Description of the task | Print the line that contains "Point to the green" and every line after it through the last line of the records below, exactly as written and nothing else.

(Dataset)

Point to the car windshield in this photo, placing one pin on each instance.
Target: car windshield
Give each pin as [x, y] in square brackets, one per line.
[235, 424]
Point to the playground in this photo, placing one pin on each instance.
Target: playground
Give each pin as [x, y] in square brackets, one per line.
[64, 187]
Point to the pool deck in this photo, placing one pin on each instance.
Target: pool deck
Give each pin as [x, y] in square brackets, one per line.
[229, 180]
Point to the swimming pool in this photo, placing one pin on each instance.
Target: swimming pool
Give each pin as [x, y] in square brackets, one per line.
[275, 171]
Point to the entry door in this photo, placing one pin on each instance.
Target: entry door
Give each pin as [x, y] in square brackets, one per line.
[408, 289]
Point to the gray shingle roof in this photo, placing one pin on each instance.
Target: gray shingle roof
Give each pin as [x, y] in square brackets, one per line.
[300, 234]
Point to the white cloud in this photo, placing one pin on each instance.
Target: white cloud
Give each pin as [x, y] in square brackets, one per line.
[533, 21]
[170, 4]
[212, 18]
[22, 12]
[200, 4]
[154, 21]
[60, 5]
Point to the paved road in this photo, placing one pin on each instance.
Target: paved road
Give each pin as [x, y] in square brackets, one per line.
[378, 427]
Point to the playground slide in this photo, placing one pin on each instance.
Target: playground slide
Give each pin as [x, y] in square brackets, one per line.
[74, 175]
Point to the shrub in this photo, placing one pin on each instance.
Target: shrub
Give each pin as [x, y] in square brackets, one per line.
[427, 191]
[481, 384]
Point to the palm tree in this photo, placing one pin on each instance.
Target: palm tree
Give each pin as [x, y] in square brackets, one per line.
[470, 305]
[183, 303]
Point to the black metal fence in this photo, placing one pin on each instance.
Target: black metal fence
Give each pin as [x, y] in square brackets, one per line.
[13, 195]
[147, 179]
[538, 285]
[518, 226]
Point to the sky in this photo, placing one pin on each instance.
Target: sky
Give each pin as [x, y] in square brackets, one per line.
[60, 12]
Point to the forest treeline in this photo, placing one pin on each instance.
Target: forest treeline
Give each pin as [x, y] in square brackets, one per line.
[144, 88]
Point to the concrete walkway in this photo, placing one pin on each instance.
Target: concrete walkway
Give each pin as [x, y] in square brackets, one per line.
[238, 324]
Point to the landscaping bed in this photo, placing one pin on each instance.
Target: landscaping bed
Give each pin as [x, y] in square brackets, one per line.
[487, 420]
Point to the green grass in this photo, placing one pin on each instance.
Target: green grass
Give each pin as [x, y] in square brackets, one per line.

(End Dataset)

Output |
Point to the green grass in this photo, placing one pin on each instance.
Target: green grass
Give each pin as [x, y] in square brackets, one per line.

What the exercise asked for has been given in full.